▶ _Task to carry out_: Copy every one of the following rows word for word, leaving the pictures out of your answer.

▶ _Dataset rows about object locations_:
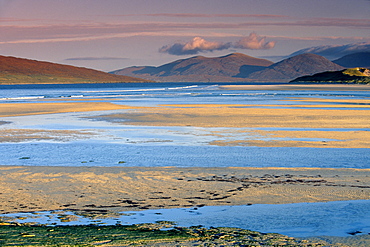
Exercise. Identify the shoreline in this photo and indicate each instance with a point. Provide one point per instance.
(288, 86)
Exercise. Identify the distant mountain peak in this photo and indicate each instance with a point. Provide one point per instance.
(293, 67)
(15, 70)
(232, 67)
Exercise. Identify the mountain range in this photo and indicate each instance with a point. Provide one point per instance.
(24, 71)
(354, 75)
(233, 68)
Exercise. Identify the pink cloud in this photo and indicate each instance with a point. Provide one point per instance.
(195, 46)
(198, 44)
(254, 42)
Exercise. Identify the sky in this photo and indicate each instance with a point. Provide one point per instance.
(112, 34)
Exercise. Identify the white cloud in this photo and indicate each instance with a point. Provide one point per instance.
(254, 42)
(195, 46)
(198, 44)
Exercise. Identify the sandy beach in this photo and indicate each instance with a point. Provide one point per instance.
(121, 188)
(102, 189)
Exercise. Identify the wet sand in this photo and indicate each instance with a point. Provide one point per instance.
(113, 189)
(321, 87)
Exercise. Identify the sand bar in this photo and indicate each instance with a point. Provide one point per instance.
(26, 189)
(321, 87)
(24, 109)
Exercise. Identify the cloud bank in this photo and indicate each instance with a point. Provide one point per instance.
(198, 44)
(335, 51)
(94, 58)
(195, 46)
(254, 42)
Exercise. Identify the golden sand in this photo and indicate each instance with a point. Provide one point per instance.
(135, 188)
(320, 87)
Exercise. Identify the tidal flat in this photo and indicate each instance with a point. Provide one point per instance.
(107, 149)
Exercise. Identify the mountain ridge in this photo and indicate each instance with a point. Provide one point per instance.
(359, 59)
(224, 68)
(15, 70)
(293, 67)
(234, 67)
(346, 76)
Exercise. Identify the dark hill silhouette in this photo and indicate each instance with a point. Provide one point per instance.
(354, 75)
(359, 59)
(290, 68)
(232, 67)
(24, 71)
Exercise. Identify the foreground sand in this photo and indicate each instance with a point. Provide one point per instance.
(103, 189)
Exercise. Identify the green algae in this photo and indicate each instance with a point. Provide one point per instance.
(158, 234)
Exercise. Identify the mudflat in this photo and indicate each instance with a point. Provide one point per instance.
(135, 188)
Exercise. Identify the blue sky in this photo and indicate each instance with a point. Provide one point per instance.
(113, 34)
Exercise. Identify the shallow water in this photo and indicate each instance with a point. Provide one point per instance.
(115, 144)
(108, 143)
(97, 154)
(342, 218)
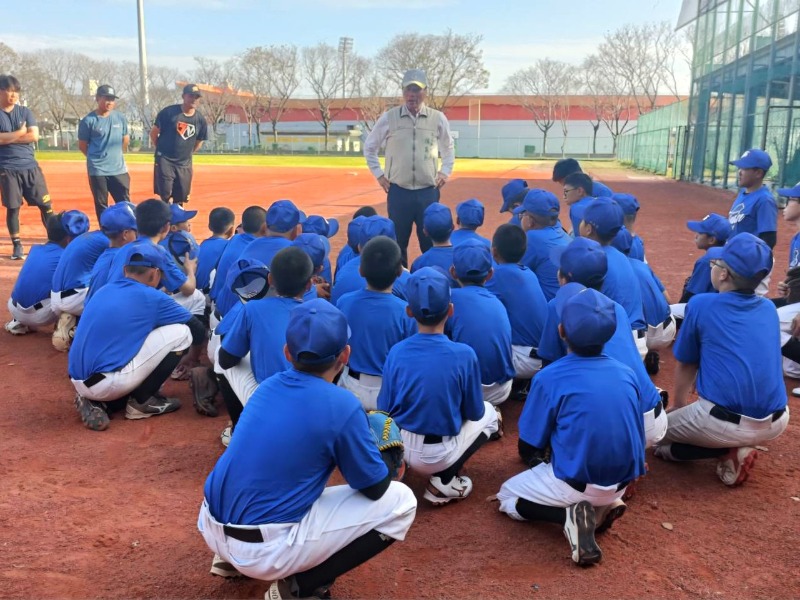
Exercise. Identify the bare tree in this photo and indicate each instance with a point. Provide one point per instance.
(541, 90)
(452, 62)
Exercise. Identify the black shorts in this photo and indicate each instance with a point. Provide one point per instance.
(172, 180)
(28, 185)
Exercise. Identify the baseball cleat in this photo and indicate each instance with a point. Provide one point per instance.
(579, 530)
(734, 468)
(439, 493)
(606, 515)
(154, 405)
(93, 414)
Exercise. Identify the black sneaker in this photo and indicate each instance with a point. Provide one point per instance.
(154, 405)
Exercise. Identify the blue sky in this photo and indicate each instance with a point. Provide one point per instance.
(515, 32)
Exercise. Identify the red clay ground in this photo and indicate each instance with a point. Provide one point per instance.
(113, 514)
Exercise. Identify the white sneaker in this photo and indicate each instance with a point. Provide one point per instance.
(734, 468)
(437, 492)
(14, 327)
(579, 531)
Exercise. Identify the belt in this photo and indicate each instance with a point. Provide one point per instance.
(93, 379)
(251, 536)
(37, 306)
(723, 414)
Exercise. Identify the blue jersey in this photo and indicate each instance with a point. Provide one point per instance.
(233, 249)
(519, 291)
(207, 258)
(36, 276)
(480, 320)
(260, 329)
(654, 303)
(537, 256)
(459, 236)
(754, 213)
(129, 309)
(103, 136)
(431, 385)
(258, 481)
(587, 411)
(622, 286)
(75, 267)
(377, 322)
(735, 340)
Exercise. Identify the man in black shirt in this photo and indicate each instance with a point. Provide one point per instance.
(178, 132)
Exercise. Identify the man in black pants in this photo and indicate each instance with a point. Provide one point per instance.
(20, 175)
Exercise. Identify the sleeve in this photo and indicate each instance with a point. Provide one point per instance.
(356, 453)
(237, 339)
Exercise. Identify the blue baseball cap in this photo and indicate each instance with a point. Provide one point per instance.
(605, 215)
(470, 213)
(179, 243)
(179, 215)
(582, 260)
(601, 190)
(317, 332)
(315, 246)
(539, 202)
(513, 192)
(790, 192)
(283, 216)
(145, 254)
(623, 241)
(321, 226)
(74, 222)
(119, 217)
(753, 159)
(712, 224)
(472, 259)
(627, 202)
(248, 279)
(747, 255)
(373, 227)
(588, 317)
(428, 293)
(437, 220)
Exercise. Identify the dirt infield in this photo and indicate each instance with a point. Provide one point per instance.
(113, 514)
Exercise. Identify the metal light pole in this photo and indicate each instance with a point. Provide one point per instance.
(345, 47)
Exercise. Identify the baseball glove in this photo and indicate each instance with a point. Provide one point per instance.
(387, 437)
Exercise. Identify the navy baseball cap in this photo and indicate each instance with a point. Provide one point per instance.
(712, 224)
(373, 227)
(119, 217)
(179, 215)
(539, 202)
(790, 192)
(315, 246)
(437, 220)
(248, 279)
(283, 216)
(428, 293)
(472, 259)
(470, 213)
(582, 260)
(317, 332)
(513, 192)
(145, 254)
(605, 215)
(753, 159)
(747, 256)
(588, 317)
(321, 226)
(180, 243)
(627, 202)
(74, 222)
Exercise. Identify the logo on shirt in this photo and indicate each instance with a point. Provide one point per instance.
(185, 130)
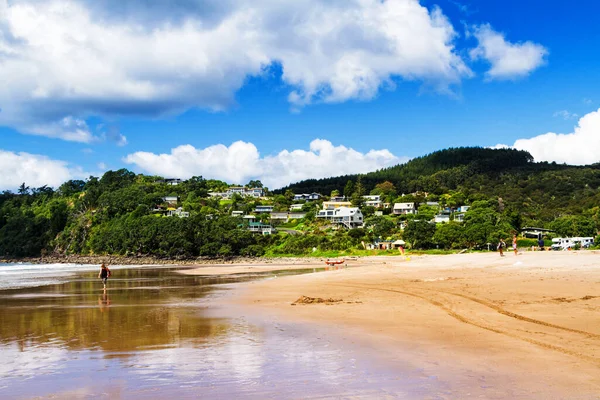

▶ _Full answer_:
Exercise. Identify the shoreline in this photo and indicate each instance with a point. Provide one point per instance.
(288, 86)
Exercise. Identify the distant mountain peak in this photo and indicate each instance with a point. Provide one point per instance.
(293, 67)
(15, 70)
(232, 67)
Exercise. Identify the mountain range in this photo and indicate each instance with a point. Provide one point per instance.
(24, 71)
(354, 75)
(233, 68)
Exercise. Identify the pink cloud in this photo and indicate each instance with a point. Provide one point per instance.
(195, 46)
(198, 44)
(254, 42)
Exercise. Identify the sky in this photo and indicate each instance with a point. Provide one point per instance.
(112, 34)
Exercise. Identify the white cloud in this photo and indicate each instance with a point. Provide one point per instance.
(254, 42)
(195, 46)
(198, 44)
Exercise. Identify the sandy beach in this photo and indicate each instance with a point. Provide one point per instance.
(121, 188)
(102, 189)
Exercise. Identify the wet sand in this photo and indicate each instance with a point. Provide one point per instance.
(113, 189)
(321, 87)
Exercise. Identify the sand bar in this photo and indicate each instance with a point. Provide one point per instance.
(26, 189)
(321, 87)
(24, 109)
Exercise. Identify the cloud bank in this photo and indicate each instance with a point. Provide one point per instance.
(198, 44)
(335, 51)
(94, 58)
(195, 46)
(254, 42)
Exercise. Identify the golden sand in this photo and indicate each instance with a point. Provide one point per instance.
(135, 188)
(320, 87)
Exercise. Identify the tidal flat in this photo and indicate each instance with a point. Provide one point per instance.
(107, 149)
Exercise. Identify the mountain ridge in this photo and indicate each instance with a point. Provide one point per instance.
(359, 59)
(224, 68)
(15, 70)
(293, 67)
(234, 67)
(346, 76)
Exercise. Identify the dark hill silhouette in this photo and indicate each instance with a point. Provide one point per instance.
(354, 75)
(359, 59)
(290, 68)
(232, 67)
(24, 71)
Exercise. Identify the foreground sand in this photo and indicate each instance with a point. Provide one point per instance.
(103, 189)
Exercise. Identify the green algae in this photo and indicate each instance with a point. Provide one point per instance.
(158, 234)
Exercise. Identify the mudflat in this photo and indicate each instance with a point. Provide one point per instance.
(135, 188)
Exercise. Identify the blue sky in this photo and indicate each instance with a point. Provide one point per instance.
(113, 34)
Exercise. Identify the shallow water in this photo and indicate each instance with a point. Provide one point per instance.
(115, 144)
(108, 143)
(97, 154)
(342, 218)
Exercise. Identify the bare tree in this photo and indicate each instance with a point. Provide one point per instance.
(541, 90)
(452, 62)
Exercise. Identify the black shorts in this photo and indicate each instance with a point. Provide one point per instance.
(172, 180)
(28, 185)
Exercise. Identify the baseball cleat in this photo and indicate each instance with a point. Provide one point per instance.
(579, 530)
(734, 468)
(439, 493)
(606, 515)
(154, 405)
(93, 414)
Exercise. Identify the black sneaker in this photo and indicate each instance with a point. Provide one point per instance.
(154, 405)
Exercise. Identify the blue sky in this photo and indicate each instance with a point. Provide one point per instance.
(515, 32)
Exercise. Identify the red clay ground in this photo and indicate each instance with a point. Provide one point per instance.
(113, 514)
Exercise. Identify the white sneaker in this photo and indicate each instance with a point. Provide one point per instance.
(734, 468)
(437, 492)
(14, 327)
(579, 531)
Exercise. Identify the belt in this photo and indicate each instance with a point. Provide one point per instance.
(93, 379)
(251, 536)
(37, 306)
(723, 414)
Exercise. Identify the blue jersey in this photo and indicate each instance with a point. Provide one point per instance.
(233, 249)
(519, 291)
(207, 258)
(36, 276)
(480, 320)
(260, 329)
(654, 303)
(537, 256)
(459, 236)
(754, 213)
(129, 309)
(103, 136)
(431, 385)
(258, 481)
(587, 411)
(622, 286)
(75, 267)
(377, 322)
(735, 340)
Exercise. Identify the man in black shirt in this photo and indicate each instance with a point. Provide one point per instance.
(178, 132)
Exercise. Identify the man in black pants in this photo and indicate each instance with a point. Provide one point per instance.
(20, 175)
Exercise. Identify the sleeve in this photo and indicate each instance with a point. Provide one point per instance.
(356, 453)
(237, 339)
Exercise. Identify the blue baseball cap in this photo and indicate each instance with a point. Provide one point per instance.
(605, 215)
(470, 213)
(179, 243)
(179, 215)
(582, 260)
(601, 190)
(317, 332)
(315, 246)
(539, 202)
(513, 192)
(790, 192)
(283, 216)
(145, 254)
(623, 241)
(321, 226)
(74, 222)
(119, 217)
(753, 159)
(712, 224)
(472, 259)
(627, 202)
(248, 279)
(747, 255)
(373, 227)
(588, 317)
(428, 293)
(437, 220)
Exercise. Identify the dirt infield in this photo and indicate each instance with a point. Provide one point per instance.
(113, 514)
Exercise. Identify the metal light pole in this photo and indicate each instance with a point. Provide one point per instance.
(345, 47)
Exercise. Identify the baseball glove in this photo and indicate each instance with a point. Provide one point per instance.
(387, 437)
Exercise. Identify the navy baseball cap in this photo and indicate each instance with a point. Provide one point per instance.
(712, 224)
(373, 227)
(119, 217)
(179, 215)
(539, 202)
(790, 192)
(315, 246)
(437, 220)
(248, 279)
(283, 216)
(428, 293)
(472, 259)
(470, 213)
(582, 260)
(317, 332)
(513, 192)
(145, 254)
(605, 215)
(753, 159)
(747, 256)
(588, 317)
(321, 226)
(180, 243)
(627, 202)
(74, 222)
Exercise. Identify the logo on shirt in this photo and indicate each instance with a point. Provide one point per instance.
(185, 130)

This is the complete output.